Innovation often comes from that light bulb moment, when a vision for the future results in breakthroughs in technology for the common good.

For Apple, one of those milestone moments came from consumer demand to provide health care technology for health-conscious Gen Xers to improve both body and mind. The company rolled out health apps for iPhone, iPad and its popular Apple Watch that monitor fitness levels, and, according to Apple’s thought leader in digital health who spoke at the 2018 EVV Summit, the company soon realized there were unlimited commercial opportunities for digital health partnerships outside its own consumer space.

“The enterprise of health care is enormous, that’s why Apple is here,” she said opening the 2018 EVV Summit joined by Memorial Health System Administrative Director of Telehealth Strategy Bill Manzie with the keynote address, Fireside Chat: Innovations in Digital Health.

The health care industry “should consider EVV a gift,” she said, noting its disruptive technology is the result of a confluence of things similar to what made consumers shift to Apple, another disruptor.

“There will be innovation across the health care continuum. Monitoring and managing treatment through mobility, capturing health care continuously, connecting patient and care team and empowering self-management.”

Enabling a Technology-Based Home Health Care System

The way Apple sees it, EVV is just the first step. Caregivers are coming to the home more regularly as a result of increased demand for real-time services that provide security, access and mobility, she said, comparing the phenomenon to what Uber is doing for the shared ride service industry.

“The revenue stream is getting interesting. The Gen Xers are concerned with their fitness levels. They want to be monitored,” she said. “I see this [industry] exploding.”

Apple sees a need to help people already visiting patients in the home. Changing behaviors is always a challenge, as well as determining what to do with all the data collected.

“[Tellus] is thinking about this, and encouraging this type of thinking,” she said, adding that Apple has partnered with Memorial Health System’s Manzie to explore co-opportunities moving forward.

“We have many different solutions where we use [telehealth] technology,” said Manzie. 

“We have a phone app for 24-hour care. Patients can see a doctor in 7 minutes — you still can’t get into many primary care 

physician’s offices the same day. In under 15 minutes, you’re seeing a physician. You can get prescriptions in a few hours. Treatment starts immediately; no time is wasted. From the hospital perspective, you can remove non-emergency patients from our waiting rooms, 50 to 75 percent of these patients don’t need to be there.”

The Road to Mobilized Recovery

While you can send patients home using different technologies, depending on their condition, and it saves money for the health care systems and the beds they need, telehealth is not an easy road.

“It’s not a sprint, it’s a slow pace,” said Manzie. “There are a lot of rules and regulations in Florida that we will overcome.”

To incentivize patients to take their medications using the system, Apple leadership floated the idea of “gamification,” an idea that garnered support from Manzie.

◆ BRIEF A ◆
Copy the digital health article word for word, starting with "The way Apple" and going on through "co-opportunities moving forward.".
◆ BRIEF B ◆
In the digital health article, what idea did Apple leadership float to encourage patients to take their medications?

◆ SUPPLIED ENTRIES ◆

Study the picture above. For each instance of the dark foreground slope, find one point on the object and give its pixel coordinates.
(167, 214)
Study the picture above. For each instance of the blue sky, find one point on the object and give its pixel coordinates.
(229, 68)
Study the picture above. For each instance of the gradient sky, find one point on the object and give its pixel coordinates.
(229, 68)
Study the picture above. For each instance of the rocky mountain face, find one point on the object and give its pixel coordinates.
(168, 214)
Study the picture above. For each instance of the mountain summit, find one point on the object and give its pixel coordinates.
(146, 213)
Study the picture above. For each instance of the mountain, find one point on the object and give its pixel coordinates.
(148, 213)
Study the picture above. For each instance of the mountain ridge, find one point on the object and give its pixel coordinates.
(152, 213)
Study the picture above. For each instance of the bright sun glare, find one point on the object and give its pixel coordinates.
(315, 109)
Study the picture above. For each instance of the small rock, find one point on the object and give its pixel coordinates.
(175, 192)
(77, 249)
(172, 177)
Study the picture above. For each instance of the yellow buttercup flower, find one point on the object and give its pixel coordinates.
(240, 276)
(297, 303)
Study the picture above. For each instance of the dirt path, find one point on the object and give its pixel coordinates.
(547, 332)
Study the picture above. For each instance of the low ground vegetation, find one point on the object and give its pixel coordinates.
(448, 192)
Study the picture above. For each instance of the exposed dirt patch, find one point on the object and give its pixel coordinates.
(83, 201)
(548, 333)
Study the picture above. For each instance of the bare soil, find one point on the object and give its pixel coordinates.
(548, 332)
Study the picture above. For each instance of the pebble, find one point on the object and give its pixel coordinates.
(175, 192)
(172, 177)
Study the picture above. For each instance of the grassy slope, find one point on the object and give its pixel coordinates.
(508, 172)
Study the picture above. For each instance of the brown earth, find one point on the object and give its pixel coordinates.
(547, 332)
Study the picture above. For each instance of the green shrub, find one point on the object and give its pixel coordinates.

◆ SOLUTION A ◆
The way Apple sees it, EVV is just the first step. Caregivers are coming to the home more regularly as a result of increased demand for real-time services that provide security, access and mobility, she said, comparing the phenomenon to what Uber is doing for the shared ride service industry.

“The revenue stream is getting interesting. The Gen Xers are concerned with their fitness levels. They want to be monitored,” she said. “I see this [industry] exploding.”

Apple sees a need to help people already visiting patients in the home. Changing behaviors is always a challenge, as well as determining what to do with all the data collected.

“[Tellus] is thinking about this, and encouraging this type of thinking,” she said, adding that Apple has partnered with Memorial Health System’s Manzie to explore co-opportunities moving forward.

◆ SOLUTION B ◆
Gamification.